INPUT RECORDS:
>>>>>
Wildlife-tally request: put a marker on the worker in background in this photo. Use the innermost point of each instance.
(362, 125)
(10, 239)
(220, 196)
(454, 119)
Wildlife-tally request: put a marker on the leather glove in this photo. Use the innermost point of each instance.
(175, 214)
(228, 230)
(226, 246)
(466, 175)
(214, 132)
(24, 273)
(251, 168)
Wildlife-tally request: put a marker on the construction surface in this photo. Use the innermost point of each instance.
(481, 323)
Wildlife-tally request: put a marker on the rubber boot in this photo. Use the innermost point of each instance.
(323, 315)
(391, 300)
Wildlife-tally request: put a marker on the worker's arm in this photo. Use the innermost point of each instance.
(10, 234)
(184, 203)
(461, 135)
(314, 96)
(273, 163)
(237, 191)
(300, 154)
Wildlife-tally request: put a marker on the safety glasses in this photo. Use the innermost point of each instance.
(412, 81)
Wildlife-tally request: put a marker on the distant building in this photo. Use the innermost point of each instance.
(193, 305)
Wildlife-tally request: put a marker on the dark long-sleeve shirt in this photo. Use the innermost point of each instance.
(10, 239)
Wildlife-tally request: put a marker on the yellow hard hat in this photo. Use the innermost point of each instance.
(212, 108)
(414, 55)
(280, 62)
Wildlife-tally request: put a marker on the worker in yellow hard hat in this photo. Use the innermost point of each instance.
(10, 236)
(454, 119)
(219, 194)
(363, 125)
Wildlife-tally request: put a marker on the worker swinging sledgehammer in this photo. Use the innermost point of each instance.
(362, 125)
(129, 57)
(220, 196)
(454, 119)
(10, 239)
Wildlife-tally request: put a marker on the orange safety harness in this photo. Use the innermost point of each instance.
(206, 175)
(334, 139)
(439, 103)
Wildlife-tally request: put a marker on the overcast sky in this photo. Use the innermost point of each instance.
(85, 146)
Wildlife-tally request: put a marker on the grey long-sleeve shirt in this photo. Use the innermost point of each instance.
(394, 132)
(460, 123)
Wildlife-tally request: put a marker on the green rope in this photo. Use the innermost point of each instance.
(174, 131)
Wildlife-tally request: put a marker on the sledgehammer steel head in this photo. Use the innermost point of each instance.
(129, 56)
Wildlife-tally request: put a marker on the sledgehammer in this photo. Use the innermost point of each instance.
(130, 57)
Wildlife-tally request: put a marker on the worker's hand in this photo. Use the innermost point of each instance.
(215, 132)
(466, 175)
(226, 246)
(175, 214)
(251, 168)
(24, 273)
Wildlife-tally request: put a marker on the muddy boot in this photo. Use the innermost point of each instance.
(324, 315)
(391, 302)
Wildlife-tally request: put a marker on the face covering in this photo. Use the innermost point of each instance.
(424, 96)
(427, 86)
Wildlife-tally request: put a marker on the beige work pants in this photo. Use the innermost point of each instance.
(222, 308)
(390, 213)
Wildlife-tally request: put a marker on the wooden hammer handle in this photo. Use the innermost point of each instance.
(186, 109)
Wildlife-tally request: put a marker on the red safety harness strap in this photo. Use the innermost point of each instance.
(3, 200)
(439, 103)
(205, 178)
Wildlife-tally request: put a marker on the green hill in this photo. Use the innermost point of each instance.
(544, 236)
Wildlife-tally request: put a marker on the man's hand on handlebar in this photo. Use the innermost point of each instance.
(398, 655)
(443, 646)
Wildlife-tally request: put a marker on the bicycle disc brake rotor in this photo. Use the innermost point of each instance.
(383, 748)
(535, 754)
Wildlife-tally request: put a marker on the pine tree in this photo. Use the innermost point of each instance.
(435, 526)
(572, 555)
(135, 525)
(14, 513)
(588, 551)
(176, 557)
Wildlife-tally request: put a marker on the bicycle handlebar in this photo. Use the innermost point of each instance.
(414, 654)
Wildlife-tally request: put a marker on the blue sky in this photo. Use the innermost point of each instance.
<<<<<
Every line of the data above is to be copied out exactly.

Wildlife-tally request: put a marker on the worker in background in this photo. Use the innermost point of each instance.
(362, 125)
(10, 239)
(220, 196)
(454, 119)
Wildlife-tally request: put a marker on the leather glove in this photo. Use the innermost point of each instance.
(175, 214)
(228, 230)
(226, 246)
(466, 175)
(214, 132)
(24, 273)
(251, 168)
Wildlife-tally request: put a marker on the construction surface in this photo. Use the innermost point of each instance.
(481, 323)
Wildlife-tally request: put a marker on the rubber boot in this photo. Use the innermost point of each instance.
(323, 315)
(391, 300)
Wildlife-tally request: put a marker on the worker's arm in this photo. Use the innermost point of each instance.
(10, 234)
(184, 203)
(461, 135)
(314, 96)
(273, 163)
(237, 191)
(300, 154)
Wildlife-tally request: put a marker on the safety glasses in this photo. Use the innermost point of each instance.
(412, 81)
Wildlife-tally request: put a marker on the distant building in this photo. Use the innermost point of each instance.
(193, 305)
Wildlife-tally request: put a marker on the dark long-sleeve shirt in this photo. Use the innermost point of each instance.
(10, 239)
Wildlife-tally request: put a marker on the yellow hard hat in this photo. Use the innermost point of each instance.
(212, 108)
(414, 55)
(280, 62)
Wildlife-tally request: put a marker on the worker in yellow hard hat in this photo. Use the innermost point of each instance.
(10, 236)
(454, 119)
(219, 194)
(363, 125)
Wildlife-tally request: put a marker on the worker swinging sledgehammer in this photo. Use the innermost point of each instance.
(362, 125)
(129, 57)
(220, 196)
(454, 119)
(10, 239)
Wildlife-tally request: put a marker on the orange safety harness in this photo. Use the innermost point of each instance.
(206, 175)
(334, 139)
(439, 103)
Wildlife-tally request: put a marker on the overcast sky in this photo. Use the innermost point of each instance.
(85, 146)
Wildlife-tally request: put a marker on the grey long-sleeve shirt in this photo. Use the innermost point of each instance.
(394, 132)
(460, 123)
Wildlife-tally request: put a marker on the green rope in this photo. Use the innermost point of each instance.
(174, 131)
Wildlife-tally request: put a marker on the sledgehammer steel head in this photo. Use the innermost point of each instance.
(129, 56)
Wildlife-tally request: put a marker on the sledgehammer in this photo. Use the innermost point of each instance.
(130, 57)
Wildlife-tally request: put a marker on the worker's hand in this photo. Use the innermost point of each instance.
(215, 132)
(466, 175)
(226, 246)
(175, 214)
(251, 168)
(24, 273)
Wildlife-tally request: put a marker on the muddy boot in this photo. Use the innermost point of each instance.
(324, 315)
(391, 302)
Wildlife-tally request: put a marker on the face covering in this photo. Use the innermost point of each instance.
(424, 96)
(427, 86)
Wildlife-tally request: put a marker on the beige work pants in this photo. Use the innermost point of each instance.
(222, 308)
(390, 213)
Wildlife-tally request: put a marker on the wooden hammer handle in this photo. Use the innermost point of each instance.
(186, 109)
Wildlife-tally request: put a marker on the red safety harness strap in this photo. Use the innermost point of each instance.
(3, 200)
(439, 103)
(205, 178)
Wildlife-tally request: put a marker on the green hill in this photo. Use the innermost point of each instance.
(544, 236)
Wildlife-tally request: put a marker on the man's hand on handlebar in this photo. Use the innermost point of each instance.
(398, 655)
(443, 646)
Wildlife-tally request: put a marker on the bicycle disc brake rotor in this photo. Use the innermost point of each instance.
(383, 748)
(535, 754)
Wildlife-tally request: put a marker on the pine tree in this photo. Use the innermost point of each instance.
(435, 526)
(572, 555)
(135, 525)
(14, 513)
(588, 551)
(176, 557)
Wildlife-tally request: put a marker on the bicycle handlebar in this photo. Use the innermost point of each instance.
(414, 654)
Wildlife-tally request: put a marker on the blue sky in this photo. Use the innermost point of each instance.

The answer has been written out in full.